## DOCUMENT SEGMENT
One theorist is Rolf Mowatt-Larssen, himself a former CIA agent, who has spoken at Harvard on the assassination. He believes that Oswald was recruited into a “rogue CIA plot.” According to his theory, a small group within the CIA decided they needed to get rid of Kennedy after the Bay of Pigs fiasco and the Cuban Missile Crisis “because they thought it was their patriotic duty given the threat the country was under at the time and their views, which would be more hard-line or more radically anti-communist and very extreme politically.”
Why Oswald, a known communist who defected to the Soviet Union and, after marrying the daughter of a KGB colonel, returned to America, would be in with a “rogue” group of CIA agents who were anti-communist is not clear. Perhaps he thinks Oswald was a double agent, and was really an anti-communist. Certainly, it would not be surprising that there were only five or so anti-communists at the CIA. In fact, John Brennan, the former director of the CIA, actually voted for the Communist Party candidate for president in 1976.
President Harry Truman, who signed the legislation — reluctantly — creating the CIA, later expressed regret, opining it had created an American Gestapo.

## INFORMATION SHOWN

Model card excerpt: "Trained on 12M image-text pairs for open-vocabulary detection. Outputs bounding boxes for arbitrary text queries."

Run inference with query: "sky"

## TASK REQUIREMENTS
- A) In the passage on the Kennedy assassination theory, do these statements agree with the text? Answer yes or no for each and quote the deciding words. (i) Rolf Mowatt-Larssen once worked for the CIA. (ii) Harry Truman signed the legislation creating the CIA eagerly. (iii) John Brennan voted for the Communist Party candidate for president in 1980.
- B) According to the passage on the Kennedy assassination theory, where has Rolf Mowatt-Larssen spoken about the assassination?
- C) Write the next part of the passage on the Kennedy assassination theory, picking up after its final sentence.
This material has nothing to do with the passage on the Kennedy assassination theory.

## PER-TASK OUTPUTS
- A)
(i) Yes: "himself a former CIA agent"
(ii) No: "who signed the legislation — reluctantly — creating the CIA"
(iii) No: "actually voted for the Communist Party candidate for president in 1976"

- B) At Harvard.

- C)
Of course, one could speculate forever, but the bottom line is that the government should follow the law and release the documents and let the American people make their own judgments as to what they actually mean. Perhaps they would reveal a lot, perhaps little, but one can safely assume that there is something in those documents that someone alive today does not want out, perhaps many someones.
Ironically, as historian David Talbot — who is actually anti-Trump — wrote, “They decided to pillory Trump over this issue [of holding onto government documents] because he’s a political enemy, but they’re guilty of violating records laws themselves with the JFK records act.” Talbot added, “They’re sitting on documents that belong to the American people.”